> **Quoted passage**
* BEGIN *

Pooling Output Size: \[\text{Output Size} = \frac{\text{Input Size}}{\text{Pool Size}}\] Example: \(13 = \frac{26}{2}\) for 2×2 MaxPooling

Model Size Estimation: - Float32: num_params × 4 bytes - Int8 quantized: num_params × 1 bytes - Tensor Arena: Typically 2-5× model size for intermediate activations

Parameter Budget for Microcontrollers: - Arduino Nano 33 BLE (256 KB SRAM): ~25,000 params (Float32) or ~100,000 params (Int8) - Total budget: Model size + Tensor arena < available RAM

Related PDF Sections: - Section 7.2: Understanding Convolution Operations - Section 7.3: Pooling Layers - Section 7.4: Building Your First CNN - Section 7.6: Data Augmentation - Section 7.7: Edge Deployment Considerations

Interactive Elements

Try the CNN Explainer to see how convolution filters work in real-time. Watch how:

  • Different filters detect different features (edges, textures, patterns)
  • Activations flow through the network layer by layer
  • Pooling reduces spatial dimensions while preserving features
  • Feature maps become more abstract in deeper layers

Use the 3D CNN Visualization to:

  • Draw digits and see real-time classification
  • Observe how the network processes your input in 3D
  • Understand the depth of feature maps at each layer

Experiment with ConvNetJS to:

  • Train CNNs directly in your browser on CIFAR-10
  • Observe overfitting vs underfitting in real-time
  • Adjust hyperparameters and see immediate effects
  • Compare different architectures (depth, width, pooling)
Code Example: Efficient Edge CNN
# Efficient CNN for microcontrollers (~30KB quantized)
efficient_model = tf.keras.models.Sequential([
    # Small input, aggressive pooling
    tf.keras.layers.Conv2D(8, (3,3), activation='relu',
                           input_shape=(48, 48, 1)),
    tf.keras.layers.MaxPooling2D(2, 2),

    tf.keras.layers.Conv2D(16, (3,3), activation='relu'),
    tf.keras.layers.MaxPooling2D(2, 2),

    # Minimal dense layers
    tf.keras.layers.Flatten(),
    tf.keras.layers.Dense(32, activation='relu'),
    tf.keras.layers.Dense(10, activation='softmax')
])

# Only 7,818 parameters - fits easily on Cortex-M4!
efficient_model.summary()

Try It Yourself: Executable Python Examples

Run these interactive Python examples directly in your browser or Jupyter environment. Each demonstrates a core CNN concept with hands-on code you can modify and experiment with.

Convolution Operation from Scratch

Understanding convolution at the NumPy level builds intuition for what CNNs actually compute. This implementation shows the element-wise multiplication and summation that occurs at each position.

* END *

> **Material**

* BEGIN *

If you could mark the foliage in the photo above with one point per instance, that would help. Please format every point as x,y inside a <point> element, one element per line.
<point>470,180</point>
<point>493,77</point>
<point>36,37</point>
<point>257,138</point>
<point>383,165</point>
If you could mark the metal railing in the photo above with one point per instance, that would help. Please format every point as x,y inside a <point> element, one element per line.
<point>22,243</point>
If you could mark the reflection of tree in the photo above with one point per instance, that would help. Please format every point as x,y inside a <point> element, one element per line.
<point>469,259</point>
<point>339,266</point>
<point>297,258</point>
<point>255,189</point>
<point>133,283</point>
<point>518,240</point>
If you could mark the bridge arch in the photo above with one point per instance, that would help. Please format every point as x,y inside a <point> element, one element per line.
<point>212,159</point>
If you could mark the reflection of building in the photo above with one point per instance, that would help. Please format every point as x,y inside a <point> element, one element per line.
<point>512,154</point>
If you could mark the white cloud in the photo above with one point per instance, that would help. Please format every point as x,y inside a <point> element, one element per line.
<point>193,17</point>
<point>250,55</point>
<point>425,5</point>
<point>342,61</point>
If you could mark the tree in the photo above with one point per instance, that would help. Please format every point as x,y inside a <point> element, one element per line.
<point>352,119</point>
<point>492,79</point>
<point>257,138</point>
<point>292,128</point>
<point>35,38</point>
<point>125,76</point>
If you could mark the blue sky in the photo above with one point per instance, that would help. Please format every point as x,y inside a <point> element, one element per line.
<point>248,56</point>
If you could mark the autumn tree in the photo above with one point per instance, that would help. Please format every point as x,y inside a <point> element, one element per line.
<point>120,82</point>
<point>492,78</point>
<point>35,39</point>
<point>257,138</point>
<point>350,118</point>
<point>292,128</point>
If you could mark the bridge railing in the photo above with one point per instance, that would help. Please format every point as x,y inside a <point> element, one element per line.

* END *

> **What to do**
• A. Decide whether each of the following statements agrees with the CNN text. For each one, answer yes or no and quote the words of the text that decide it: (i) an Int8 quantized model takes one byte per parameter; (ii) the Arduino Nano 33 BLE has 512 KB of SRAM; (iii) ConvNetJS lets you train CNNs in your browser on CIFAR-10.
• B. Update the part of the CNN text that begins at the words "Experiment with ConvNetJS" and stops after "(depth, width, pooling)" by replacing "CIFAR-10" with "MNIST", and give that part again.

> **The solutions**
• A.
(i) Yes: "Int8 quantized: num_params × 1 bytes"
(ii) No: "Arduino Nano 33 BLE (256 KB SRAM)"
(iii) Yes: "Train CNNs directly in your browser on CIFAR-10"

• B.
Experiment with ConvNetJS to:

  • Train CNNs directly in your browser on MNIST
  • Observe overfitting vs underfitting in real-time
  • Adjust hyperparameters and see immediate effects
  • Compare different architectures (depth, width, pooling)